Object pointing dataset rows:
※

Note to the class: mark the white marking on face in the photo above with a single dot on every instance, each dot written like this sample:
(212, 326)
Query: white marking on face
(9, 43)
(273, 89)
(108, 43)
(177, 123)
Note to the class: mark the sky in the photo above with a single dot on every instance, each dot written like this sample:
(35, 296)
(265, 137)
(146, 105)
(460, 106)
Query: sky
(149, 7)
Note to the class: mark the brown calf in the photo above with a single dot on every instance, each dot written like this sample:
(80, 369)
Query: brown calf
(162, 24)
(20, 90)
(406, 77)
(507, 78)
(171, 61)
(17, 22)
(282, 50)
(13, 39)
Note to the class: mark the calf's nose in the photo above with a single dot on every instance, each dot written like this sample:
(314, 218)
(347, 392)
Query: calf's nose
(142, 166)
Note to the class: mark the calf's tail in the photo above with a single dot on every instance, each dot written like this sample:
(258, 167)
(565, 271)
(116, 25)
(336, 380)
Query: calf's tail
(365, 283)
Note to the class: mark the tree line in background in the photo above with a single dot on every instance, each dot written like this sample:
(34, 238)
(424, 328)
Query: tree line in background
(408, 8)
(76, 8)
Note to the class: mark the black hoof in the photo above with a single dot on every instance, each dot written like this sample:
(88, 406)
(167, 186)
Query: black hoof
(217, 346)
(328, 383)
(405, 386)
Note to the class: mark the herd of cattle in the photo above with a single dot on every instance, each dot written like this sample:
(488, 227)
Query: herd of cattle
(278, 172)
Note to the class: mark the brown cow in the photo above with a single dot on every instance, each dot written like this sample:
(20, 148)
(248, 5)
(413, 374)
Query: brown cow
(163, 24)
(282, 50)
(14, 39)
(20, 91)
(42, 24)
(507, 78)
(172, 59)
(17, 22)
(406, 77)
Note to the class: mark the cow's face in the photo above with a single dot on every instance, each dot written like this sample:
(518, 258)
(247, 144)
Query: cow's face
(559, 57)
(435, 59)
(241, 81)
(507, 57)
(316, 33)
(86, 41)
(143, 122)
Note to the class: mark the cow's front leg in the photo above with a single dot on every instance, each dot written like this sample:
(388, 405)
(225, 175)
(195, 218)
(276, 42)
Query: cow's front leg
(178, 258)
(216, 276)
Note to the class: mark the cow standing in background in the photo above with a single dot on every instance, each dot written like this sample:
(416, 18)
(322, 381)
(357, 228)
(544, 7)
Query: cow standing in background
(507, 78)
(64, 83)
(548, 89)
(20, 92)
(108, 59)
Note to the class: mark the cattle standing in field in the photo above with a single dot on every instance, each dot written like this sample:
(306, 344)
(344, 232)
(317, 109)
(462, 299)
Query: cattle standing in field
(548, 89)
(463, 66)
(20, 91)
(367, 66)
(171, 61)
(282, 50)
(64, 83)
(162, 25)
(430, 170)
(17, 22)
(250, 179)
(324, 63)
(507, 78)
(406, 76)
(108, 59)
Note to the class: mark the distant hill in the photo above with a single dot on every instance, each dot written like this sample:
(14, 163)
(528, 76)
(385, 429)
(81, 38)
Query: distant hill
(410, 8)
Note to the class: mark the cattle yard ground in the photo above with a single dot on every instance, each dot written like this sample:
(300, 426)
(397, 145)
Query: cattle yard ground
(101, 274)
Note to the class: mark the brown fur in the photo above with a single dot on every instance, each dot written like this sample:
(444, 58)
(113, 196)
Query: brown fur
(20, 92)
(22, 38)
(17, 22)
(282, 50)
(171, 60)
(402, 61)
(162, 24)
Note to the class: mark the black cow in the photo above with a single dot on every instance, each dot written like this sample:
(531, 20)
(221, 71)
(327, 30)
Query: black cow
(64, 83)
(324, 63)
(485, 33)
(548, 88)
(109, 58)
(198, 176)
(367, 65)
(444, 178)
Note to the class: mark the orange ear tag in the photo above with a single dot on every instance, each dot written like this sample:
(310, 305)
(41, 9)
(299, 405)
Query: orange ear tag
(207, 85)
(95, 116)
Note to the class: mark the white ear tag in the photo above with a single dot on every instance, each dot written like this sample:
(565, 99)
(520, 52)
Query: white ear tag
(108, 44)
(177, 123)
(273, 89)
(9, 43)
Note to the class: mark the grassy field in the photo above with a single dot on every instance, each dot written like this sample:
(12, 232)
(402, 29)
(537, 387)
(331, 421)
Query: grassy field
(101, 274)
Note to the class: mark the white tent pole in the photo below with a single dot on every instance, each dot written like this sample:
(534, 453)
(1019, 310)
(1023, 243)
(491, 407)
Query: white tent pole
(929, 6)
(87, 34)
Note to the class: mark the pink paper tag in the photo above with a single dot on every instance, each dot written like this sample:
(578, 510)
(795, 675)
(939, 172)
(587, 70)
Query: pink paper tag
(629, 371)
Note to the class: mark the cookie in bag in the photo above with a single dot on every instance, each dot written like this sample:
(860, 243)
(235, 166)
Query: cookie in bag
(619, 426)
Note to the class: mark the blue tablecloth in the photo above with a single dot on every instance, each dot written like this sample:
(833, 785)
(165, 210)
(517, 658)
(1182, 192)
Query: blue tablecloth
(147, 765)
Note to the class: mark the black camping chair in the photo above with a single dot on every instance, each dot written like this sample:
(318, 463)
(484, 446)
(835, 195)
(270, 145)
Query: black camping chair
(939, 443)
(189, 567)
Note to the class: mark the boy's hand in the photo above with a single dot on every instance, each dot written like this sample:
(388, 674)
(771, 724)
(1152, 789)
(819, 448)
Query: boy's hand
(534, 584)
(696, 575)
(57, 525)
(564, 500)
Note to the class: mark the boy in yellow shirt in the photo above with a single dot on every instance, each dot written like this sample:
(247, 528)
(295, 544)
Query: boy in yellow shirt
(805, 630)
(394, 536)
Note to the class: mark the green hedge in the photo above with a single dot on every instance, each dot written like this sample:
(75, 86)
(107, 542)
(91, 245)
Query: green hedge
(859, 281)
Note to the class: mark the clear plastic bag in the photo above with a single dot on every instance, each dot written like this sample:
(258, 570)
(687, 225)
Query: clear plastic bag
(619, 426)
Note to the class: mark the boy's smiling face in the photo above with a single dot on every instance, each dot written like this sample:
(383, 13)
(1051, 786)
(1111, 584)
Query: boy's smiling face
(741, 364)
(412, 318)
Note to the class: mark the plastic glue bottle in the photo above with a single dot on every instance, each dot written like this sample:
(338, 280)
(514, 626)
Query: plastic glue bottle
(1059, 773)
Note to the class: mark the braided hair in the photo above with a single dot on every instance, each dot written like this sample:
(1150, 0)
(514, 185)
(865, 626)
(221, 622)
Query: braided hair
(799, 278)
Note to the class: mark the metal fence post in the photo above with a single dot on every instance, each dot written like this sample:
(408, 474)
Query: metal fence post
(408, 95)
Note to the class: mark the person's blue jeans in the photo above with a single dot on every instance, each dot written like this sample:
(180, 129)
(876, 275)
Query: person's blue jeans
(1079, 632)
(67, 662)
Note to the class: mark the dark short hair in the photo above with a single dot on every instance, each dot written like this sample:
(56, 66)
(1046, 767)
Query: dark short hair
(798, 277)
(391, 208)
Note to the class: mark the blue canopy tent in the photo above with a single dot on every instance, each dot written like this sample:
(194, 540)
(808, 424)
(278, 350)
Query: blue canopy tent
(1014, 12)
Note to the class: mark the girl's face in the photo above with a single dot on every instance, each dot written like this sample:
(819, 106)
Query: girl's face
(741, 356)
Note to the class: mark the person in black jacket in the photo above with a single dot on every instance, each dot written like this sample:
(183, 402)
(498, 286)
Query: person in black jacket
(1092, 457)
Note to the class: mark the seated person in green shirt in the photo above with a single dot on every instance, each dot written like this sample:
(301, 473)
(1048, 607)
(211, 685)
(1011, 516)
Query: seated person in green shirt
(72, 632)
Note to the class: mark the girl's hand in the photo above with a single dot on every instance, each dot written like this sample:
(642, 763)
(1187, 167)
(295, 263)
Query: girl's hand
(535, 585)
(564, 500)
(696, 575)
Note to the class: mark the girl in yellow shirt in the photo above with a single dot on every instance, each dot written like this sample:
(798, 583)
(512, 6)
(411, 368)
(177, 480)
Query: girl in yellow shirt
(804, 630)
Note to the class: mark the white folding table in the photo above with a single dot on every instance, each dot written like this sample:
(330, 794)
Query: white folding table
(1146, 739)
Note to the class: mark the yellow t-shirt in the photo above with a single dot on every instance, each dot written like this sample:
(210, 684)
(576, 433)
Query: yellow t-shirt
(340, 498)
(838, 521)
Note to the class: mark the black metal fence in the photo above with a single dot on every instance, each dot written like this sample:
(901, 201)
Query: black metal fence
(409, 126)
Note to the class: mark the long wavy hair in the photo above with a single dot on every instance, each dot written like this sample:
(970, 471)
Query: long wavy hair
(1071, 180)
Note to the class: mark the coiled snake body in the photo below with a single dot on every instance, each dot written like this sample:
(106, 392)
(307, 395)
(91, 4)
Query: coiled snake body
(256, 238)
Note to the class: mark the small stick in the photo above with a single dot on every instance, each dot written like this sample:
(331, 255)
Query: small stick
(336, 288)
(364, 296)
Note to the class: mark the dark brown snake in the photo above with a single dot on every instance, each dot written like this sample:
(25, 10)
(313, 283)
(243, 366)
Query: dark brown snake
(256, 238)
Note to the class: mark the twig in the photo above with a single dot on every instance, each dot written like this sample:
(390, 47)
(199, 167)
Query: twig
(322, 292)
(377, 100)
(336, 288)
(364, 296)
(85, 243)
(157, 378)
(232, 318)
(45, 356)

※

Please copy the material from the line with "Note to the class: mark the boy's smiling" to the line with "(1059, 773)", both included, and add 120 to each number in the answer coordinates that follow each "Query" line. Keep every other line, including the sample coordinates, unchanged.

Note to the class: mark the boy's smiling face in the photo above with a single dot on every instance, each dot written like this sample:
(383, 13)
(1051, 786)
(1111, 584)
Query: boy's smiling face
(861, 484)
(532, 438)
Note to the class: mark the plastic glue bottle in the photo above with a single dot on every instance, each dot written like this sample:
(338, 280)
(514, 626)
Query: plastic glue bottle
(1179, 893)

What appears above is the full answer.